## CONSEGNE
• a. Elenca tutte le squadre allenate da Mazzone che compaiono nel brano su Mazzone.
• b. Riscrivi il brano su Mazzone partendo da "Ma la storia" e arrivando a "75nne coach romano.", sostituendo "fotografia" con "immagine".

## BRANO SCELTO
========================================

E dopo un'esperienza nel Perugia di Gaucci vivrà un triennio a Brescia come uno dei periodi più belli della sua carriera di allenatore, alla corte di Luigi Corioni avrà modo di allenare fior di campioni  come Roberto Baggio, il giovanissimo Andrea Pirlo, il futuro tecnico del Barcellona Pep Guardiola.  Sembra che grazie alle insistenze di Mazzone assieme al Presidente riuscirono a portare il "divin codino" nella squadra delle Rondinelle anche se molti lo ritenevano ormai "rotto" a causa di un ginocchio molto malandato. Ma la ferrea volontà di Roberto unita agli incitamenti di Carletto lo riportarono a giocare a grandi livelli, era il primo a presentarsi agli allenamenti anche per sottoporsi alle costanti cure fisioterapiche ed era l'ultimo ad uscire dalla doccia... e a Brescia assistettero alle sue partite come se si ascoltasse una poesia recitata al teatro. 

Nel 2003 quando Mazzone lascerà Brescia per passare due anni al Bologna e poi concludere la sua carriera con il Livorno ci terrà a sottolineare che vivere il tramonto della propria professione assieme ad un campione come Roberto Baggio è stata una magnifica esperienza, essendo non solo un gran campione ma un uomo silenzioso, educato, umile e rispettoso.   
Ma la storia di Carletto resta legata per molti a quella fotografia che si può ammirare in testa a questo articolo e che lo ritrae impegnato in una corsa al cardiopalmo con tanto ribollio di fiele, mentre disperatamente tenta d'inveire contro la curva dei tifosi ospiti, mentre un dirigente dalla panchina cerca inutilmente di placcarlo onde evitare un superlavoro alle coronarie del 75nne coach romano.

========================================

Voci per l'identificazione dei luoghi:
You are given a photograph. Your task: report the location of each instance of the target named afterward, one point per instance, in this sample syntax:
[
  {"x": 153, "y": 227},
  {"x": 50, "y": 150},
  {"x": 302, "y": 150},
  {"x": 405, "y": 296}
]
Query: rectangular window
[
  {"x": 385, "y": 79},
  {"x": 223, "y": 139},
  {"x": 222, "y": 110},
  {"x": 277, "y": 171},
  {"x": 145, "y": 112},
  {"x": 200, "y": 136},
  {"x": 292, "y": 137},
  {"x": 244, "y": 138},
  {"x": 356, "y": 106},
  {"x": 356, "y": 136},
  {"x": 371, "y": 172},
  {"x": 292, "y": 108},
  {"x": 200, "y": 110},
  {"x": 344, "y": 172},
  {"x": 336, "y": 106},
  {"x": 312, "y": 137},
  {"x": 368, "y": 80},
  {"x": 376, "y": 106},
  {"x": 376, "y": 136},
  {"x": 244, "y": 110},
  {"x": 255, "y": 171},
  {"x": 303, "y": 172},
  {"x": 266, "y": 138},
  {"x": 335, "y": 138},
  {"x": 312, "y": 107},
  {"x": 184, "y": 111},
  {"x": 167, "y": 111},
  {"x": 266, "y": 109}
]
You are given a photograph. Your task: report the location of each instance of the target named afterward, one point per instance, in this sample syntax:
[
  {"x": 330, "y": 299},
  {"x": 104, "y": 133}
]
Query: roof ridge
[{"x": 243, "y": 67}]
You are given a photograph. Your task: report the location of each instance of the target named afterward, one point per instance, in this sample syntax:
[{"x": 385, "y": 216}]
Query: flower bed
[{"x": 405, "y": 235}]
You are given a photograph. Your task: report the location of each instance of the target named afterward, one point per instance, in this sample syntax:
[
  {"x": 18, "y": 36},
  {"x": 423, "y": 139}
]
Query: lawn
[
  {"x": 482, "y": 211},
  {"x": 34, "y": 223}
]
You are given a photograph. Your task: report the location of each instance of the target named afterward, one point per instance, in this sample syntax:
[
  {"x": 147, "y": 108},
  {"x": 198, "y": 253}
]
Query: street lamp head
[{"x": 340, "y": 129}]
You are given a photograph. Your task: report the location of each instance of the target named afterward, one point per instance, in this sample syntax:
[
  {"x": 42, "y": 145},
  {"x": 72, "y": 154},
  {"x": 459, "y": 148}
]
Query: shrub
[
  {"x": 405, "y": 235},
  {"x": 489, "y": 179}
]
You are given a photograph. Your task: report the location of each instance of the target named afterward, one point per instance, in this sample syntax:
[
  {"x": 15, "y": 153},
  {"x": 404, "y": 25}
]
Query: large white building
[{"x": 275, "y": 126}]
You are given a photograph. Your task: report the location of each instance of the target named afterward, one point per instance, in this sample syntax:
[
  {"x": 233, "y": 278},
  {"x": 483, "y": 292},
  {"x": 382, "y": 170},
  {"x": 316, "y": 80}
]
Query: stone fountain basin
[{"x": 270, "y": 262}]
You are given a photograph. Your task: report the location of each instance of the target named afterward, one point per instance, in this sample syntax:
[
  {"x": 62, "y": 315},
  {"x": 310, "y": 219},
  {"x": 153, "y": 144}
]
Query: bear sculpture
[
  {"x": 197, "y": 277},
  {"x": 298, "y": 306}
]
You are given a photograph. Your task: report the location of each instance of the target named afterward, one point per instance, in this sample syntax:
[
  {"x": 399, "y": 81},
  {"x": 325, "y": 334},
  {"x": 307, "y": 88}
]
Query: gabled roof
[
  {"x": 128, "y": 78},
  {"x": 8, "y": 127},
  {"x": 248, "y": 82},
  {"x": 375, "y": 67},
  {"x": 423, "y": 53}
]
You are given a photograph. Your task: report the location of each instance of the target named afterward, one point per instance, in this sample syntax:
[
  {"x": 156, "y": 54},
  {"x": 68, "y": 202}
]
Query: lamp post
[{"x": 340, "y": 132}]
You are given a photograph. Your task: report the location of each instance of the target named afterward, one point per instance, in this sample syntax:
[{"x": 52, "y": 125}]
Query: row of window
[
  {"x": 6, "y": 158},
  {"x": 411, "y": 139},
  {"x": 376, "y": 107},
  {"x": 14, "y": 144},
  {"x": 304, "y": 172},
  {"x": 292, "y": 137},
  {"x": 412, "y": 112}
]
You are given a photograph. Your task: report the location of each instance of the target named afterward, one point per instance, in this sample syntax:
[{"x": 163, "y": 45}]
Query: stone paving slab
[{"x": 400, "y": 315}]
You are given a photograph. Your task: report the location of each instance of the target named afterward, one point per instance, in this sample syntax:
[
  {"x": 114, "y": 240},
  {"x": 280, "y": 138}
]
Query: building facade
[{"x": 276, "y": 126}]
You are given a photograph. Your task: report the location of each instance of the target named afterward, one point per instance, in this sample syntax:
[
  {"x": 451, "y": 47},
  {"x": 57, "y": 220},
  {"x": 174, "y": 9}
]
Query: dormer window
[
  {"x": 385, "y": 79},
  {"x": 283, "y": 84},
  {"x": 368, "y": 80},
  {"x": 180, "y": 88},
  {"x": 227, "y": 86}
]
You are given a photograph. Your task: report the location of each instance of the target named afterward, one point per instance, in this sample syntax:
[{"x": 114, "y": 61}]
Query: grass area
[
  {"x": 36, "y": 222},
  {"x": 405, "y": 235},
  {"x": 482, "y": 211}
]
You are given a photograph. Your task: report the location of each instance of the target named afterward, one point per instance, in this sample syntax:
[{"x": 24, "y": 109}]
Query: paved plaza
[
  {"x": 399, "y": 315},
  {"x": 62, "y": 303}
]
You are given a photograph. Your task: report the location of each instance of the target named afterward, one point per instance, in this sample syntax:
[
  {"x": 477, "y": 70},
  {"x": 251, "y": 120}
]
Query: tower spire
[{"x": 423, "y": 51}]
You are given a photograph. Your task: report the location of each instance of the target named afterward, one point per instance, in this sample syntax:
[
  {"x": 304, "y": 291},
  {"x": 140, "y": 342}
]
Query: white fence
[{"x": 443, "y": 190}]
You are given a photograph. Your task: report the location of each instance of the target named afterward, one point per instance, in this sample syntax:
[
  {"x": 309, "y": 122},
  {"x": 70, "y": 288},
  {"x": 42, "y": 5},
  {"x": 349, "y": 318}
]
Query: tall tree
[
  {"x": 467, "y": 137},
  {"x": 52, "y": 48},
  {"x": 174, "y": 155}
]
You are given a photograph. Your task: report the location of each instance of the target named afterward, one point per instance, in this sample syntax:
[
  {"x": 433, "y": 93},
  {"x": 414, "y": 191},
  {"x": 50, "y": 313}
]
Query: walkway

========================================

## SOLUZIONI DEGLI ESERCIZI
• a. Perugia, Brescia, Bologna, Livorno

• b.
Ma la storia di Carletto resta legata per molti a quella immagine che si può ammirare in testa a questo articolo e che lo ritrae impegnato in una corsa al cardiopalmo con tanto ribollio di fiele, mentre disperatamente tenta d'inveire contro la curva dei tifosi ospiti, mentre un dirigente dalla panchina cerca inutilmente di placcarlo onde evitare un superlavoro alle coronarie del 75nne coach romano.